- PASSAGE PROVIDED

════════

# How Much $ Was Your First Uber App Tip?



## Uberdriverlasvegas (May 3, 2017)

I received my first Uber Tip via the App yesterday... $6.00 on a $5.35 fare, which was pretty [email protected]@L. Subsequent Tips via the App at 80%, 5% cash tips and remaining 15% no tip. This is a BIG improvement.

Strangely enough, I received more Lyft pings this week - tips as follows: 85% tipped via the App, 5% tipped cash, 5% tipped both on the App and in cash and the remaining 5% did not tip.


----------



## MonkeyTOES (Oct 18, 2016)

I get tips more than before. Definitely an improvement.


----------



## RamzFanz (Jan 31, 2015)

On the Uber match day I got $1 in tips.

I get consistently good tips though in my area so I wasn't complaining.

My biggest to date was $8 on a $41 ride.


----------



## Ayad (Jan 1, 2015)

This should have started five years ago. But kudos to whoever was behind pushing for it now at corporate. People are getting back into monetary driver appreciation. Some never will. But most people have a heart and will at least consider it now. Everyone encouraged tipping before except for one giant blackhole in the transportation cosmos. This is a welcome step in the right direction.


----------



## Fuber in their faces (Feb 19, 2017)




----------



## tohunt4me (Nov 23, 2015)

Ayad said:


> This should have started five years ago. But kudos to whoever was behind pushing for it now at corporate. People are getting back into monetary driver appreciation. Some never will. But most people have a heart and will at least consider it now. Everyone encouraged tipping before except for one giant blackhole in the transportation cosmos. This is a welcome step in the right direction.


" YEAR OF THE DRIVER"!

I think the guy who quit set it up.


----------



## MoreTips (Feb 13, 2017)

Fuber in their faces said:


> View attachment 141823


That smartaxx deserves a rerating.


----------



## Veju (Apr 17, 2017)

$20


----------



## Gordiano (Sep 20, 2016)

I think it was $3. I gotta say, I'm surprised some folks are actually tipping. Definitely an improvement, but I'm not holding my breath that it will hold up.

So far (this week) I've noticed that the Lfyt riders seem to have no problem tossing me a $5. The Uber riders are tipping anywhere from $1 to $3 tops.



Fuber in their faces said:


> View attachment 141823


What a %^&*$# Richard!


----------



## RynoHawk (Mar 15, 2017)

My first was $2 on match day (only tip that day) which made it $4. My biggest so far (in app) was $3 on a minimum ride so that effectively doubled my take. As of now, maybe one in ten riders tip me in app, that's kind of a generous approximation.


----------



## Grahamcracker (Nov 2, 2016)

Fuber in their faces said:


> View attachment 141823


That's just wrong.


----------



## Londonman (Mar 26, 2017)

Best tip so far is $10 the other day by a young couple on a $25 fare.


----------



## DocT (Jul 16, 2015)

First and only tip in-app to date since roll out: $2.


----------



## TheUberTransporter (Jul 13, 2017)

I've had 11 $2 tips and a $1.


----------



## Drivincrazy (Feb 14, 2016)

Two $3 tips. Uber is not matching one of them, currently...cs working on it.

════════

- DATA LINES

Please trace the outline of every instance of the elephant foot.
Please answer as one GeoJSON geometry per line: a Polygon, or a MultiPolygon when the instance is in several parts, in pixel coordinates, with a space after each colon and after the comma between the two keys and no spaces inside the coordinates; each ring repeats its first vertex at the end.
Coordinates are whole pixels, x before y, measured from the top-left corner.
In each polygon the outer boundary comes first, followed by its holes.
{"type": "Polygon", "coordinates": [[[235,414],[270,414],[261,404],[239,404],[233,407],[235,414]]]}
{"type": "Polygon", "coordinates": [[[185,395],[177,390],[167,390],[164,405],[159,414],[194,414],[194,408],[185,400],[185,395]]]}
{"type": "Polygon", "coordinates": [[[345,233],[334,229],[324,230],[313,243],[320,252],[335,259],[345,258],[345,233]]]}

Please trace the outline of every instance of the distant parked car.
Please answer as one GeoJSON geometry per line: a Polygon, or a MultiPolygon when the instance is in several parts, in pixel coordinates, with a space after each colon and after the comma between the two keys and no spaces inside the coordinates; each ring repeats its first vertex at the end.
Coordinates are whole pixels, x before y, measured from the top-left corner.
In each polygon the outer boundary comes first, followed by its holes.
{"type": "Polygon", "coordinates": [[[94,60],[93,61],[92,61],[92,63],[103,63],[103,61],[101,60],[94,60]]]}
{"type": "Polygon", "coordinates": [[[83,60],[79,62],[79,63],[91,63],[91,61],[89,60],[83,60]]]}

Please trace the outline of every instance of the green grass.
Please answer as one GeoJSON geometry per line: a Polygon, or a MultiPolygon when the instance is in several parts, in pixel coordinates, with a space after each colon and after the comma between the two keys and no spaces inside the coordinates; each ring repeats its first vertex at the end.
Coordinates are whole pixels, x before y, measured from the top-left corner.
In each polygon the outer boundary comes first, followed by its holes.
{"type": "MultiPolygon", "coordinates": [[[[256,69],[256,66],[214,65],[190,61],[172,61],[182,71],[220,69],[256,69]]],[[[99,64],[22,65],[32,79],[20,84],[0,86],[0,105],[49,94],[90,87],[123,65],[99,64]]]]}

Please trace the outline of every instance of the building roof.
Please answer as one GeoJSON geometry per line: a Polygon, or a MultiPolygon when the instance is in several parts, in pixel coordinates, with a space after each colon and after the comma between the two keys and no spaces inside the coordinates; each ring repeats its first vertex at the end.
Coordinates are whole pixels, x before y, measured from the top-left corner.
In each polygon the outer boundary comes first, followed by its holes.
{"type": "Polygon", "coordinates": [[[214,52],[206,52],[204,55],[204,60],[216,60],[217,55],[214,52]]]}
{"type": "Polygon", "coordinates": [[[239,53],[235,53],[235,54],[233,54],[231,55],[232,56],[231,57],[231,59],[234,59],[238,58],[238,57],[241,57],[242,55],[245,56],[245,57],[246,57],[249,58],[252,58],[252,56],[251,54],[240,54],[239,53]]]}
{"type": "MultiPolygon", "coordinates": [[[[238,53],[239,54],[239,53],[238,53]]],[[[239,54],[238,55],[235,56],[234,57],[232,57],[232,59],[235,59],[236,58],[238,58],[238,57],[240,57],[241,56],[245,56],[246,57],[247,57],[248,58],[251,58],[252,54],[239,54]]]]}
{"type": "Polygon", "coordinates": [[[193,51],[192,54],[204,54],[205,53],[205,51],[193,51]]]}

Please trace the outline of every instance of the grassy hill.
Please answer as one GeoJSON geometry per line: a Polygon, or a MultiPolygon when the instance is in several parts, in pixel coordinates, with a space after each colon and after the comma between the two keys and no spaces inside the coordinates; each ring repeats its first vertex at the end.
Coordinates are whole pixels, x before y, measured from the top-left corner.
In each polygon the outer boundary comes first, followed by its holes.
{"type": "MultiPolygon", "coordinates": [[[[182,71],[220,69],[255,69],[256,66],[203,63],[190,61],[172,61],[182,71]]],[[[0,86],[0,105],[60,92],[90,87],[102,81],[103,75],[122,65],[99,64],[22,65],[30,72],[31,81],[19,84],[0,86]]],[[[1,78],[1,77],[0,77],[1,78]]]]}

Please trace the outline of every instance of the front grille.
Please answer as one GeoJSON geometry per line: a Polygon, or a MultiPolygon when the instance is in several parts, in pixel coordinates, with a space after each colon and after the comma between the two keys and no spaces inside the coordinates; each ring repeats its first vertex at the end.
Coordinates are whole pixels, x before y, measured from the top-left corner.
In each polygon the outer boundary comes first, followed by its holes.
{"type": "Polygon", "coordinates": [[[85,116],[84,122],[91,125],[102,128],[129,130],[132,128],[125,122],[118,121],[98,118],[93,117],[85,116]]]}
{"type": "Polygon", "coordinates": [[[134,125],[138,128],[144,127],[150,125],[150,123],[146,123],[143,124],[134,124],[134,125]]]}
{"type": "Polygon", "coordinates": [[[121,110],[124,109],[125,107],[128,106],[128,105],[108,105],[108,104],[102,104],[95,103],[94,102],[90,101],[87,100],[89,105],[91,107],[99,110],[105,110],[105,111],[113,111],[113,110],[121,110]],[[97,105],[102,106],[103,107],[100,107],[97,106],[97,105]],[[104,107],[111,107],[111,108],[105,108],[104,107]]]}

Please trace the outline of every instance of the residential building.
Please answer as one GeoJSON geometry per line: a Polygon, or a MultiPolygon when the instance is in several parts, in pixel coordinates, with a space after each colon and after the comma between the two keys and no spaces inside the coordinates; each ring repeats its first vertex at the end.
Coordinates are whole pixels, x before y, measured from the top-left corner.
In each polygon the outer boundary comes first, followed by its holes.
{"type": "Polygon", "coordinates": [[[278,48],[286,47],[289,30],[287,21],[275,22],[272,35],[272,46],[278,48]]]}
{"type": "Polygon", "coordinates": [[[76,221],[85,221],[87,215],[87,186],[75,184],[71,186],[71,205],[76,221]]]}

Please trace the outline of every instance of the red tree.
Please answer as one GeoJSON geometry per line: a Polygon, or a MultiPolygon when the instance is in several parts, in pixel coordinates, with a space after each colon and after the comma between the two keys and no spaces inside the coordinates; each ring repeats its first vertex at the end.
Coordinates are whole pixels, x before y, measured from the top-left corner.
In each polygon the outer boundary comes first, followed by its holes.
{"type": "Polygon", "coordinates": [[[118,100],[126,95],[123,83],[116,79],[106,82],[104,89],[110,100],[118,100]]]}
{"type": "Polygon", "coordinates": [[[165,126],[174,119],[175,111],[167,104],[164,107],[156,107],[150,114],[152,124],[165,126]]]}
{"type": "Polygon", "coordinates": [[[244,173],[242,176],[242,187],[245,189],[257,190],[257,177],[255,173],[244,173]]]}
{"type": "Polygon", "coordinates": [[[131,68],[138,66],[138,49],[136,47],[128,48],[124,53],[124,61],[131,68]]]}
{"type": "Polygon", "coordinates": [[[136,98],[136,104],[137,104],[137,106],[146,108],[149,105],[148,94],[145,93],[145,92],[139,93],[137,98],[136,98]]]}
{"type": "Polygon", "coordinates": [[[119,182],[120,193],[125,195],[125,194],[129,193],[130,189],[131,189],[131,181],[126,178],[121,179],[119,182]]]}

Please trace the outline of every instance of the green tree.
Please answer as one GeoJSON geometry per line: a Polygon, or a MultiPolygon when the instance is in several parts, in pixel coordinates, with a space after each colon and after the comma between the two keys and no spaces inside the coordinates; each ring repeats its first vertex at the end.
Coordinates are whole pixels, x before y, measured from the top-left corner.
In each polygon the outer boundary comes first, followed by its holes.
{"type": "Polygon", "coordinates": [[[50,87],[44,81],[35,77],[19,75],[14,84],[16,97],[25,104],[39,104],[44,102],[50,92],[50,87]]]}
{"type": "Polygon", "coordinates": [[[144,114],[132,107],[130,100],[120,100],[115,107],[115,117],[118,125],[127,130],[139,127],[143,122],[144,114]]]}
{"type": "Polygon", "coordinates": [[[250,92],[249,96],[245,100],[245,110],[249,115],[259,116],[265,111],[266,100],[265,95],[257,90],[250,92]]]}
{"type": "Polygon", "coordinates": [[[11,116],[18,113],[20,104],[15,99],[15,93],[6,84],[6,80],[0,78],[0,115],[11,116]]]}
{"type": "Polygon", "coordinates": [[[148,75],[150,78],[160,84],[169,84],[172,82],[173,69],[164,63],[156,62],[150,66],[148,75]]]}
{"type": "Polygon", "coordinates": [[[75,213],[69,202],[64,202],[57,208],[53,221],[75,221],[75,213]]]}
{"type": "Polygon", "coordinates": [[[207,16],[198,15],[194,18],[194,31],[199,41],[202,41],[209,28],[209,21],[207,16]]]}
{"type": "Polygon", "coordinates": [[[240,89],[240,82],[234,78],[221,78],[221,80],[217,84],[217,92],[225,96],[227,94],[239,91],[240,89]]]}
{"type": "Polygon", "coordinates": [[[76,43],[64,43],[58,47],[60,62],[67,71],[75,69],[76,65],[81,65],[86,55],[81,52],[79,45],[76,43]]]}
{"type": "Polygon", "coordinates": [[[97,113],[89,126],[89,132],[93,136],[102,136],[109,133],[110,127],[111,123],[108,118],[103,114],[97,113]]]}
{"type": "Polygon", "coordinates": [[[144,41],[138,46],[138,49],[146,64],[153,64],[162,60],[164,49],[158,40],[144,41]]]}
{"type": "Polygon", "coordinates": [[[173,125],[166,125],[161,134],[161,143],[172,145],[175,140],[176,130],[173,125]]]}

════════

- EXERCISE INSTRUCTIONS
1 – Answer these about the thread on Uber app tips:
(a) What was Londonman's best tip so far, and on what fare?
(b) How many $2 tips does TheUberTransporter report?
(c) What does RamzFanz name as the biggest tip to date?
2 – Reproduce the part of the thread on Uber app tips starting at "Strangely enough, I" and ending at "did not tip.".

- ANSWERS BY TASK
1 –
(a) $10 on a $25 fare
(b) 11
(c) $8 on a $41 ride

2 –
Strangely enough, I received more Lyft pings this week - tips as follows: 85% tipped via the App, 5% tipped cash, 5% tipped both on the App and in cash and the remaining 5% did not tip.